GOAL »
Below, find the line containing "Task: If you could identify the dark cap" and copy it word for word, along with every following line through the one containing "point(41, 301)". Include both of those lines and nothing else.

EXCERPTED RECORDS »
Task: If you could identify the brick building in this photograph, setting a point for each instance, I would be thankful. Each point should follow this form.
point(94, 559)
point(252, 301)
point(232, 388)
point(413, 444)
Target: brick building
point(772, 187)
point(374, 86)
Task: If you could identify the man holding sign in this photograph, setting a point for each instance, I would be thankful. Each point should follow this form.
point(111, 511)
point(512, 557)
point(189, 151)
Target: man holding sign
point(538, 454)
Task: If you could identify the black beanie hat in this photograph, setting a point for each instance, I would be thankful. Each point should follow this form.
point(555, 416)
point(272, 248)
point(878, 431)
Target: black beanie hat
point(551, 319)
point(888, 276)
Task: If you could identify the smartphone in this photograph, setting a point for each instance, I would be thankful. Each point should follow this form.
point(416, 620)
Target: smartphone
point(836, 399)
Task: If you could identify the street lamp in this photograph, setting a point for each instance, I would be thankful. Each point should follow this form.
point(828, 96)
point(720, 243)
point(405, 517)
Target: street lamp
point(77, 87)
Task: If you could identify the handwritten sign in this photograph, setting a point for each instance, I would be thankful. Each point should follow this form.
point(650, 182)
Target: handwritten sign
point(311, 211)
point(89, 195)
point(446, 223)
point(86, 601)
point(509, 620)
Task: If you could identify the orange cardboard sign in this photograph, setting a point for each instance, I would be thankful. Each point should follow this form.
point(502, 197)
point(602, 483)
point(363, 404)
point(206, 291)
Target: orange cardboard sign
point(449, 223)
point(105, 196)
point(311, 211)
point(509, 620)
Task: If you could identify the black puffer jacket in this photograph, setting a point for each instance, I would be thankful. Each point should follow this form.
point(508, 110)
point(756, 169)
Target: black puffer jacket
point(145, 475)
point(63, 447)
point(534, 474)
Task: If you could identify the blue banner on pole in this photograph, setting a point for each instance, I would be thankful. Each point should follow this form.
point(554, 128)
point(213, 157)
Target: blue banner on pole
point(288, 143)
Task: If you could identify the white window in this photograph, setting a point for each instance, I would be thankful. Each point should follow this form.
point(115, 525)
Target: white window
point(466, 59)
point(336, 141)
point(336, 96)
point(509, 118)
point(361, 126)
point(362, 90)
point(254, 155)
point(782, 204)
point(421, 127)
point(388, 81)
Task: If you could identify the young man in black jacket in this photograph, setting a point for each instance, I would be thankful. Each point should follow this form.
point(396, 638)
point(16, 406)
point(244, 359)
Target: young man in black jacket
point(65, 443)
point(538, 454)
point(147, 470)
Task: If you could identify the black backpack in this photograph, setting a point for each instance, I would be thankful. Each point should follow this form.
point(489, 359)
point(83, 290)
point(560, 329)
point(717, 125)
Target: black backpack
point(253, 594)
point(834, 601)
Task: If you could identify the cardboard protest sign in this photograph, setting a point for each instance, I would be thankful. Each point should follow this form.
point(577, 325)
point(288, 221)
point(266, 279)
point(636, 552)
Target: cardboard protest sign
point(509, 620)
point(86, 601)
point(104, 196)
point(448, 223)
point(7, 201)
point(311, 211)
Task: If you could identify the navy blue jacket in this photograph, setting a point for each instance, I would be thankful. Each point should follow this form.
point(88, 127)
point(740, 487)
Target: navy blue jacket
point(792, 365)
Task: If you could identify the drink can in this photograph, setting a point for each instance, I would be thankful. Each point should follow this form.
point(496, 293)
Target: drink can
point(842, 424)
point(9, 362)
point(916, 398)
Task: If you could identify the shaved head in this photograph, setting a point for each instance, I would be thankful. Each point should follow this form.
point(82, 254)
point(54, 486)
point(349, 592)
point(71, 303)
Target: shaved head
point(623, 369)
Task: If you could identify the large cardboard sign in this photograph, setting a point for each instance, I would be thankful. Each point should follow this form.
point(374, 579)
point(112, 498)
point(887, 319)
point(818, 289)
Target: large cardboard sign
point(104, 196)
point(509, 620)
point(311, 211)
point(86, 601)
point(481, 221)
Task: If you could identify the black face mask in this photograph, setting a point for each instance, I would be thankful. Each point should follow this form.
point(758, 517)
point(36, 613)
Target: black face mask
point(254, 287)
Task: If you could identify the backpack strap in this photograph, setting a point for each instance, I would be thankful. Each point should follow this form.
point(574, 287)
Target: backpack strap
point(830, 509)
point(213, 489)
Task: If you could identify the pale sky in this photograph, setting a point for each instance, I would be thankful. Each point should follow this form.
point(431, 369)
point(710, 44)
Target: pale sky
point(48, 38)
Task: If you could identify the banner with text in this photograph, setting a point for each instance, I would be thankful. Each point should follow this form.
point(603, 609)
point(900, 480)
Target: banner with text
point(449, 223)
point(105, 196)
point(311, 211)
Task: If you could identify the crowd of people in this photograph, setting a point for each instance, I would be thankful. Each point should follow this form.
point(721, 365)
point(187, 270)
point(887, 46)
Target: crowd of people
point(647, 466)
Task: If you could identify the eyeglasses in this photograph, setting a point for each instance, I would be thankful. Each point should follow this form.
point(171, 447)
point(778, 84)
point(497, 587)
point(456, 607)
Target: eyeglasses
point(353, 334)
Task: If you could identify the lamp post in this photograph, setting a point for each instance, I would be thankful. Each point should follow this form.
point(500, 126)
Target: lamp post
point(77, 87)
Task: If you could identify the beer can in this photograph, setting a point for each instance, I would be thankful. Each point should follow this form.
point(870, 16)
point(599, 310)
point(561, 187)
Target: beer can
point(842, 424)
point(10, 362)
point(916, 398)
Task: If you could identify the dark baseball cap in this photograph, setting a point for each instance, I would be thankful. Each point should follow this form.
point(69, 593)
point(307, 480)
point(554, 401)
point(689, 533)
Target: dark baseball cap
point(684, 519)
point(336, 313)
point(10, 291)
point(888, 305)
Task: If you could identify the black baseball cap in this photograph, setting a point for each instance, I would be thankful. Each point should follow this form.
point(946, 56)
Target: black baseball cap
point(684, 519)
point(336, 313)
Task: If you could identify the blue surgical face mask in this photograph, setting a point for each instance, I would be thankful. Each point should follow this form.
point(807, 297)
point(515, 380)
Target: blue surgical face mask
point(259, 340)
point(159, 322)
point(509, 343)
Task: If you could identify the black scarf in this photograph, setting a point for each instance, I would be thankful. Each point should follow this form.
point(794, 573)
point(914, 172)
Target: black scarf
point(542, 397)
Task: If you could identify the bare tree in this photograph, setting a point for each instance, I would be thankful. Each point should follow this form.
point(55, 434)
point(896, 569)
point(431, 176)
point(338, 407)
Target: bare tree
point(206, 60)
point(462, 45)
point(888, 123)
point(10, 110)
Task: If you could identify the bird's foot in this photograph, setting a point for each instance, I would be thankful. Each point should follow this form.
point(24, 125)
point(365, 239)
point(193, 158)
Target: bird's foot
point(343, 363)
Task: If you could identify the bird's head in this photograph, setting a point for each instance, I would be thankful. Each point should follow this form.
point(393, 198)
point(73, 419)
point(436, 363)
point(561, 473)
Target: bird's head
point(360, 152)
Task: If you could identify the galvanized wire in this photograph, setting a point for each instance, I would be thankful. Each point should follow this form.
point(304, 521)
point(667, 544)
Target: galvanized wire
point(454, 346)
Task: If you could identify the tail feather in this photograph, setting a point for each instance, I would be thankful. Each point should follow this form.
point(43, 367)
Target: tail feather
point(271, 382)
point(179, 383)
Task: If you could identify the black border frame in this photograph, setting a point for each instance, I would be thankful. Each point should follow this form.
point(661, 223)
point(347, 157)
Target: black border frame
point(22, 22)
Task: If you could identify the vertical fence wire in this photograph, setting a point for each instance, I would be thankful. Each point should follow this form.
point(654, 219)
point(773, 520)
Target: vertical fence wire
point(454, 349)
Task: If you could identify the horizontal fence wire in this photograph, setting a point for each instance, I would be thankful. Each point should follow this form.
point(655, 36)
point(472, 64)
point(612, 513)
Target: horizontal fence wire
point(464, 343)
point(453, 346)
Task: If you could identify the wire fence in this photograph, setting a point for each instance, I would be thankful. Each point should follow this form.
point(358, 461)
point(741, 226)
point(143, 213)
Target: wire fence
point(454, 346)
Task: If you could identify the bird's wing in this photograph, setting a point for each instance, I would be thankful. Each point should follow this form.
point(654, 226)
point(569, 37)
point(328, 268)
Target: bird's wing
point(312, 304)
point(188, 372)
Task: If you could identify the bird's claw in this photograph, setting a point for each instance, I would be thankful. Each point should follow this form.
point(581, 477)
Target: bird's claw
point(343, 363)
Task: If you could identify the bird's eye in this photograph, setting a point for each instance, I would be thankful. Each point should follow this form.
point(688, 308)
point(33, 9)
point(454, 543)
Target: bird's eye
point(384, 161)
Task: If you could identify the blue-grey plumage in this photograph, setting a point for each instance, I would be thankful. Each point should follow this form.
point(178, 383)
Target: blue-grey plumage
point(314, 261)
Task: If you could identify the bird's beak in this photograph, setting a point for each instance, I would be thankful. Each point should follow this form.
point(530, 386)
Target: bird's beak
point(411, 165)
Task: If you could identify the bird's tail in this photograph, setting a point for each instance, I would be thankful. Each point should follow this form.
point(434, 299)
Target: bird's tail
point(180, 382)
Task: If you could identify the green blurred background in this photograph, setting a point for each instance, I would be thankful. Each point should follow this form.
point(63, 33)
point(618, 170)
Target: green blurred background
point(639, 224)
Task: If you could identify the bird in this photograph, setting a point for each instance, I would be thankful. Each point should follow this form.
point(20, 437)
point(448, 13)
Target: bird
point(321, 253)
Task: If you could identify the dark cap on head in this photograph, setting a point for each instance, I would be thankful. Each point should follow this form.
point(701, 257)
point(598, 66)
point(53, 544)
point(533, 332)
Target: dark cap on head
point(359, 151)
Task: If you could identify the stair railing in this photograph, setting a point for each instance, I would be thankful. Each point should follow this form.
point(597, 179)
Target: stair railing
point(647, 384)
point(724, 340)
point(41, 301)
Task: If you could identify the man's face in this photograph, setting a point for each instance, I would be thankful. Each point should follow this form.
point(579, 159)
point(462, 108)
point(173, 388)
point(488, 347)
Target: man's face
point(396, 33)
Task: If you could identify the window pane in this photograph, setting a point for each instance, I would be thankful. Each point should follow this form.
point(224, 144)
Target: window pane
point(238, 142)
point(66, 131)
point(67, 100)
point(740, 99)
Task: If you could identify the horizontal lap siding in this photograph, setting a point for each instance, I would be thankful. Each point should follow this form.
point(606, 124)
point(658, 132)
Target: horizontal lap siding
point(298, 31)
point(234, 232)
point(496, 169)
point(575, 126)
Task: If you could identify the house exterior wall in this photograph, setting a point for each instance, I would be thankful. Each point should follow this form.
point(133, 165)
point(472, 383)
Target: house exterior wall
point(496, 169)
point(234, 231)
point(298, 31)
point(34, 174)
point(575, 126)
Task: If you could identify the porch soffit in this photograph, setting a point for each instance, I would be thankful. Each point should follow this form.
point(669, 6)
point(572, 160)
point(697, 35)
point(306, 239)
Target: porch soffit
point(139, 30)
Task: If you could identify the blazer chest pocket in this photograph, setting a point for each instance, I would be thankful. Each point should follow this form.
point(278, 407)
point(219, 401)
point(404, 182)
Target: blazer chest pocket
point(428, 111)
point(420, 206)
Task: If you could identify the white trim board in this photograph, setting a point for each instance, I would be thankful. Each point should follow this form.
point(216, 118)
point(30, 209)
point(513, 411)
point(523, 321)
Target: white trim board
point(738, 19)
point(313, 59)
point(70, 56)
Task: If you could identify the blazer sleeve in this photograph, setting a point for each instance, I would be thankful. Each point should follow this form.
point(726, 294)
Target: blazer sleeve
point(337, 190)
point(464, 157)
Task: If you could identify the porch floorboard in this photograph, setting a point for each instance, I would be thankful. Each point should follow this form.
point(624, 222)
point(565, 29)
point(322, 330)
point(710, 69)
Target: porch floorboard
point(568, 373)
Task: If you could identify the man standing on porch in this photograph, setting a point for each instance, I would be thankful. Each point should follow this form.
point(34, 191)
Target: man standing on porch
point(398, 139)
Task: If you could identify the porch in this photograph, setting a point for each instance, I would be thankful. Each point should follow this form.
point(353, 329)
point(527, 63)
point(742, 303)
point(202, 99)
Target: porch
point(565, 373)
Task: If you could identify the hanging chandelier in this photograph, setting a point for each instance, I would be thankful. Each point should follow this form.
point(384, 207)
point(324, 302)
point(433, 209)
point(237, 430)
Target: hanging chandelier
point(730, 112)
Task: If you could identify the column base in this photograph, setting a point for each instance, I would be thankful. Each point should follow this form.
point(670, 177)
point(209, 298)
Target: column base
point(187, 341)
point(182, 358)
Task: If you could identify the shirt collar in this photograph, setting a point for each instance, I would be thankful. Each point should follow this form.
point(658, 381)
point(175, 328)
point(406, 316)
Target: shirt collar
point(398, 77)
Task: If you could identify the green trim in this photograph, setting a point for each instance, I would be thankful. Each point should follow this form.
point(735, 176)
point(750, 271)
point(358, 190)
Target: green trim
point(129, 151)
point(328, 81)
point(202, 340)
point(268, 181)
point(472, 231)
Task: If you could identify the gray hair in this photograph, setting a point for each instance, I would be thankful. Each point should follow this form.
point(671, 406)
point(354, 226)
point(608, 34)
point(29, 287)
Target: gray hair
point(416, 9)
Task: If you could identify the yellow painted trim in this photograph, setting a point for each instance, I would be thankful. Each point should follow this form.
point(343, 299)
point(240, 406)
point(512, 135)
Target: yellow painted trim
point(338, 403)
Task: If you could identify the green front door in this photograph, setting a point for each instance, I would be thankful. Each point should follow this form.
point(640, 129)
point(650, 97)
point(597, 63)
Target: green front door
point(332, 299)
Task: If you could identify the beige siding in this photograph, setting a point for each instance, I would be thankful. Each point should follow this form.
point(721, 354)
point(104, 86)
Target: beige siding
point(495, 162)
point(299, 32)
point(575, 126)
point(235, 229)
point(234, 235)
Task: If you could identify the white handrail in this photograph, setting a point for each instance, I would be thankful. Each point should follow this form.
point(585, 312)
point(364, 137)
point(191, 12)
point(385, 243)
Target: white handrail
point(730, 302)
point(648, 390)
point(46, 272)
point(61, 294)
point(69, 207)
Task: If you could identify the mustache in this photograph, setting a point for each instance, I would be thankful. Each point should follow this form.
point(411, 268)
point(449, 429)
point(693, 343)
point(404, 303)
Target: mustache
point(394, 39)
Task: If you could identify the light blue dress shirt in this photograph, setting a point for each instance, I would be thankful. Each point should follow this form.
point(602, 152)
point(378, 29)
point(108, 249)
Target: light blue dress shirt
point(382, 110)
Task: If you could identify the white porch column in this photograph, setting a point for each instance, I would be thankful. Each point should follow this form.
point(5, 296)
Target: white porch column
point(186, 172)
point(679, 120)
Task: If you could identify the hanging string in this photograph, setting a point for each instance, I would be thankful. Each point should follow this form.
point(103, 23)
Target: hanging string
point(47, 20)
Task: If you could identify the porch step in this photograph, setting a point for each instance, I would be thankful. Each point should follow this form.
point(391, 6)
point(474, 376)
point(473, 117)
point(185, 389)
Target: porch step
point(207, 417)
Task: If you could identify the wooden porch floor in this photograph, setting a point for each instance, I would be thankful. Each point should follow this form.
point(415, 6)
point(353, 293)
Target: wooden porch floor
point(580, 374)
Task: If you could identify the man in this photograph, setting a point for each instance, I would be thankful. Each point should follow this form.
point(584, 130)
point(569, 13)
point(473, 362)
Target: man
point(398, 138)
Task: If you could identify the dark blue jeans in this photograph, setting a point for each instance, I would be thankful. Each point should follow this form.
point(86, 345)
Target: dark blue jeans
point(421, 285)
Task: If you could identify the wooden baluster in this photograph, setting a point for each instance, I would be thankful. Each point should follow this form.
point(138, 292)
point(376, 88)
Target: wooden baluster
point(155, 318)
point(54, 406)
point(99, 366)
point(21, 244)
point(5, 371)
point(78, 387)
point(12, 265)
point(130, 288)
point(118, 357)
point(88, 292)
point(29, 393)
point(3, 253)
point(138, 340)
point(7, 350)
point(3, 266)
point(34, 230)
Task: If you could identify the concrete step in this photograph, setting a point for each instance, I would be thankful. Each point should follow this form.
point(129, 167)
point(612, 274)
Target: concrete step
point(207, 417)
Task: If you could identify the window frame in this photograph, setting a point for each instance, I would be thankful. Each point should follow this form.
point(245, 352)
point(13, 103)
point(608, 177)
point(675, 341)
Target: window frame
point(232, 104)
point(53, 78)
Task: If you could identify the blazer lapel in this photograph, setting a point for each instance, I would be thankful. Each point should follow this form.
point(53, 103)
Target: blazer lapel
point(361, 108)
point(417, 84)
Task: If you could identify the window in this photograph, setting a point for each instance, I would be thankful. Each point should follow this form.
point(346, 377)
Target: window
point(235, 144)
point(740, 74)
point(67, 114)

REPLY TO THE TASK »
Task: If you could identify the dark cap on head in this photograph, setting a point for each instance, I would be thankful. Each point should follow this form.
point(701, 257)
point(598, 66)
point(53, 544)
point(533, 332)
Target: dark cap on head
point(359, 151)
Task: If you could identify the stair railing in this photograph, setting a point for each instance, I would be thankful. Each point should follow this form.
point(597, 179)
Target: stair railing
point(647, 384)
point(724, 340)
point(41, 301)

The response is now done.